- _Objective_
Find each line in the data below that contains the word "blue" and copy those lines in full.

Recorded data:
[Begin]

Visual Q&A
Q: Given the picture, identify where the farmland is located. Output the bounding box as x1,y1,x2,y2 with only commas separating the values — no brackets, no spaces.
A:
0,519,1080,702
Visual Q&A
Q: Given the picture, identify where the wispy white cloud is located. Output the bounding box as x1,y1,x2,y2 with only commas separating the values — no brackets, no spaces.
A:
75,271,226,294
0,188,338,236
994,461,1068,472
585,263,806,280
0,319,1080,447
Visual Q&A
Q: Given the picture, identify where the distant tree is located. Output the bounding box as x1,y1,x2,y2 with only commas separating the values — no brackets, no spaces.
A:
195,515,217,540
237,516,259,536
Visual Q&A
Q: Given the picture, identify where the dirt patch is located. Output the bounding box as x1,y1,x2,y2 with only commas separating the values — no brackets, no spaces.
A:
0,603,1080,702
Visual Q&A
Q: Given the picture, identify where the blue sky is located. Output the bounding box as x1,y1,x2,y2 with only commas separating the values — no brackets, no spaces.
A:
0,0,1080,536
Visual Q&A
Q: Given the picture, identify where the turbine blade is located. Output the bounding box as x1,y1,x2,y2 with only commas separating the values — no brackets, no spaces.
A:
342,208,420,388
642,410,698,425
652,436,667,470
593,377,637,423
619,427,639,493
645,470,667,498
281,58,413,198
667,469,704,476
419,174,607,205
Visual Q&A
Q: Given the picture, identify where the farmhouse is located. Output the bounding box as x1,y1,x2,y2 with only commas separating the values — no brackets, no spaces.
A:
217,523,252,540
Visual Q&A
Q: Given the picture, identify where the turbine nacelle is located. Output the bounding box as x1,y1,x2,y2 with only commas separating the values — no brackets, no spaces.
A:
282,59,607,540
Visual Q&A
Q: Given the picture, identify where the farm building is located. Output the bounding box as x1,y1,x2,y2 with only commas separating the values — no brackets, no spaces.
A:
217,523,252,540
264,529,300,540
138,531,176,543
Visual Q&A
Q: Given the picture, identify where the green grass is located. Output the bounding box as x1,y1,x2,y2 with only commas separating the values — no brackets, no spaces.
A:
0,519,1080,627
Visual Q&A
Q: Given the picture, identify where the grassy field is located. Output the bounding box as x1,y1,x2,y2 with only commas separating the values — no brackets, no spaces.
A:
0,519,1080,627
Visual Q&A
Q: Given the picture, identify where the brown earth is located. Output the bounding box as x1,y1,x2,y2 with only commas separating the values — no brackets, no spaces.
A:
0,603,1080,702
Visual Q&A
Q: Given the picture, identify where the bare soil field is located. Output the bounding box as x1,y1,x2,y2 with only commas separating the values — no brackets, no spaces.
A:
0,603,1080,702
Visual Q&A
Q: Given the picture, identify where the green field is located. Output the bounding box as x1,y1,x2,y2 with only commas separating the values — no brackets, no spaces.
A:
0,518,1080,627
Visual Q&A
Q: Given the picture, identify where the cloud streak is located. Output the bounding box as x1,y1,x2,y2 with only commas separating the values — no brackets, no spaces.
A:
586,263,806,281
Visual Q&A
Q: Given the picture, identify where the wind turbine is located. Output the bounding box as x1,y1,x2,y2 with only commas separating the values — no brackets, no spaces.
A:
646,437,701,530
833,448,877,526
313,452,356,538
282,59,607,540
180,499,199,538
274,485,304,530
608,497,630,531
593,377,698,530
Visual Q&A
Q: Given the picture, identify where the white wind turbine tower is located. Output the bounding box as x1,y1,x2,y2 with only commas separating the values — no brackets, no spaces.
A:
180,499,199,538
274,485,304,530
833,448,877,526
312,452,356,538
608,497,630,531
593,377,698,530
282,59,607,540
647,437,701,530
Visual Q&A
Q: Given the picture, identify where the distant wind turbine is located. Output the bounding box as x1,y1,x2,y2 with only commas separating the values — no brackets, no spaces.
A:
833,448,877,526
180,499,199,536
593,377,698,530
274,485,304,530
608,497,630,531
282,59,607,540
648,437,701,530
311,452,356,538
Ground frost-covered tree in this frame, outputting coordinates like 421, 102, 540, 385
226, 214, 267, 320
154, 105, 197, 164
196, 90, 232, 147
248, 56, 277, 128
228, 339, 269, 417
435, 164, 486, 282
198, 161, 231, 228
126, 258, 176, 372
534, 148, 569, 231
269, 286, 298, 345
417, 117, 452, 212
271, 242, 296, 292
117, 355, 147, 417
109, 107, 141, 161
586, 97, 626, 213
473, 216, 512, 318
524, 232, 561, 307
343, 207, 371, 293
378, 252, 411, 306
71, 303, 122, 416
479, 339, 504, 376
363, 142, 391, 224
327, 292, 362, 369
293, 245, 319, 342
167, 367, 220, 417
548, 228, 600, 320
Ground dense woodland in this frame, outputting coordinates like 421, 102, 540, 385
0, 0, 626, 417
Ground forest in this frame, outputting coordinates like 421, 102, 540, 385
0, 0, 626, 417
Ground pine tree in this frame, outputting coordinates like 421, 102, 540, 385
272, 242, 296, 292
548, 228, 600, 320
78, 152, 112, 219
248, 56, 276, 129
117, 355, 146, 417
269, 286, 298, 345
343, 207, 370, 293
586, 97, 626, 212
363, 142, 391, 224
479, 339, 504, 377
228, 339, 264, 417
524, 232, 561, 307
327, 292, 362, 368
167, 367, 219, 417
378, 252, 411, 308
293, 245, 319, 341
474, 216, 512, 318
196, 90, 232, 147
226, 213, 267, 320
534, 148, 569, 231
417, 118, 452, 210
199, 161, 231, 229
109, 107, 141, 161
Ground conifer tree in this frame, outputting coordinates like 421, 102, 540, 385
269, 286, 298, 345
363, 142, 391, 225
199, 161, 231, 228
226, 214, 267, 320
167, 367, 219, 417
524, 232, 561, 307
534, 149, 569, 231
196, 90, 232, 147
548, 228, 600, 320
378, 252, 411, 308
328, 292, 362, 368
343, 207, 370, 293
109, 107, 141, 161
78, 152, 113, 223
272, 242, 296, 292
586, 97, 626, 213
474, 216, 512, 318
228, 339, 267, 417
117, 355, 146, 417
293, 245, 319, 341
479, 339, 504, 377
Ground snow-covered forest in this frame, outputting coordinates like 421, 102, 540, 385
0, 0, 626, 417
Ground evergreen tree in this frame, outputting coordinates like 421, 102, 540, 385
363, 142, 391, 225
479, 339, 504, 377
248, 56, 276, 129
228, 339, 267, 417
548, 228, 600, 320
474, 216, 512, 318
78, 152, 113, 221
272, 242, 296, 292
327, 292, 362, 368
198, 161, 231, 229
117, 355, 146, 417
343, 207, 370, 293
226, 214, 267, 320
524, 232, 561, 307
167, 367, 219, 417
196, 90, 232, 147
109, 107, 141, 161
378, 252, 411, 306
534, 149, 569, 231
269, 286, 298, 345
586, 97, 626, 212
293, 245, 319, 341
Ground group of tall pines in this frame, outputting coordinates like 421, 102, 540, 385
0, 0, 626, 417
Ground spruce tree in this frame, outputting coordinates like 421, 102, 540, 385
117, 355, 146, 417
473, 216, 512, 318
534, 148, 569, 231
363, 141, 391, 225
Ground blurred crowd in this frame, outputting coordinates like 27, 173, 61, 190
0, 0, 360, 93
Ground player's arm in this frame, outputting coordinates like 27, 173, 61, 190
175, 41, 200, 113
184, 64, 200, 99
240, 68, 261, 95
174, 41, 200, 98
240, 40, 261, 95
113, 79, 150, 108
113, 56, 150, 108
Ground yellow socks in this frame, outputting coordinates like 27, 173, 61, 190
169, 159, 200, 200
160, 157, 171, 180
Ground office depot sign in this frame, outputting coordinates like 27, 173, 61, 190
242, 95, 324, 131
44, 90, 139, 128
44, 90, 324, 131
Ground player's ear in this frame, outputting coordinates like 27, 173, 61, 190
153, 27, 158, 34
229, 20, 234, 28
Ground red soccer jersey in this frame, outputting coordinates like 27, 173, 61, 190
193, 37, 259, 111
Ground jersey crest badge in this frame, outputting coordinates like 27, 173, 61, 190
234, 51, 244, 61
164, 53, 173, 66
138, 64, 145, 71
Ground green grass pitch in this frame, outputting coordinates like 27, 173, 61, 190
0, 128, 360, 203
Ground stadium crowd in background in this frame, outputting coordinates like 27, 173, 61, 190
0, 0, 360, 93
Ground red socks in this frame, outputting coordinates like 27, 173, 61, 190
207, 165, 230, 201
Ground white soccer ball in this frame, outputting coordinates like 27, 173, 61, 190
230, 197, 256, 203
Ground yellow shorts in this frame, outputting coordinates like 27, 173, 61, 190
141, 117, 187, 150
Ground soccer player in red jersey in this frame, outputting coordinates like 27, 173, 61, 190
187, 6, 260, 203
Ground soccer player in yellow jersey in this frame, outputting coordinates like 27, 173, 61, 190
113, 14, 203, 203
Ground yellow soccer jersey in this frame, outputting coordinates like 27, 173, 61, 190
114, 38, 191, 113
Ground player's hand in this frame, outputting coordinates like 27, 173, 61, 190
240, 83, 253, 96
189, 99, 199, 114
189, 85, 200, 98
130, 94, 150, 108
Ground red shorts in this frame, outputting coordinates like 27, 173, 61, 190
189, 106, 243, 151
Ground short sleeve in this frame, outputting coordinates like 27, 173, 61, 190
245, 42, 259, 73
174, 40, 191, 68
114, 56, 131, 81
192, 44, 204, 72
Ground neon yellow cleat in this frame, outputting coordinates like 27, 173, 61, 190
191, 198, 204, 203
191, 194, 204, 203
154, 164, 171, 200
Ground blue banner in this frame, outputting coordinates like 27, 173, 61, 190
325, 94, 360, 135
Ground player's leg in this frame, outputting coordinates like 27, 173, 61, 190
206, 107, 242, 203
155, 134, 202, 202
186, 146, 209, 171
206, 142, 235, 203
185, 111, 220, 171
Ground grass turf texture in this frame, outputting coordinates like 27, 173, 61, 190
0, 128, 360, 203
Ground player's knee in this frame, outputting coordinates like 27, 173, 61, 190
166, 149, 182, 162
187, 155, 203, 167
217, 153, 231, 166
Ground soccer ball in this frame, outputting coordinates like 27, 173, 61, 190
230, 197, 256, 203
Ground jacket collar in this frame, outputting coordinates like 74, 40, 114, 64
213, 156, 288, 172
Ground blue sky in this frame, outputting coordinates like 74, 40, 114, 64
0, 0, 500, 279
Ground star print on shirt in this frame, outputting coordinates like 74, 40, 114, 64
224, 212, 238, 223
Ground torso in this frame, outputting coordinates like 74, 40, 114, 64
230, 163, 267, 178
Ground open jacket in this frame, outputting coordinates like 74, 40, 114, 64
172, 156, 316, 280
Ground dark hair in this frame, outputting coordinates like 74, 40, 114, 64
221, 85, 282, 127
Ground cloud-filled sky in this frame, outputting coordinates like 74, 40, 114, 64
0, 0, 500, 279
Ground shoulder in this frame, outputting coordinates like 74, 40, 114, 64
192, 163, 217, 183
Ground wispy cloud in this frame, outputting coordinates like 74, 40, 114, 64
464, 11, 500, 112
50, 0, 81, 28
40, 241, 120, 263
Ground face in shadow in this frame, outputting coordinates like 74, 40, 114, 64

[End]

- _Solution to this exercise_
Q: Given the picture, identify where the blue sky is located. Output the bounding box as x1,y1,x2,y2 with only commas separating the values — no brackets, no spaces.
Ground blue banner in this frame, outputting coordinates like 27, 173, 61, 190
Ground blue sky in this frame, outputting coordinates like 74, 40, 114, 64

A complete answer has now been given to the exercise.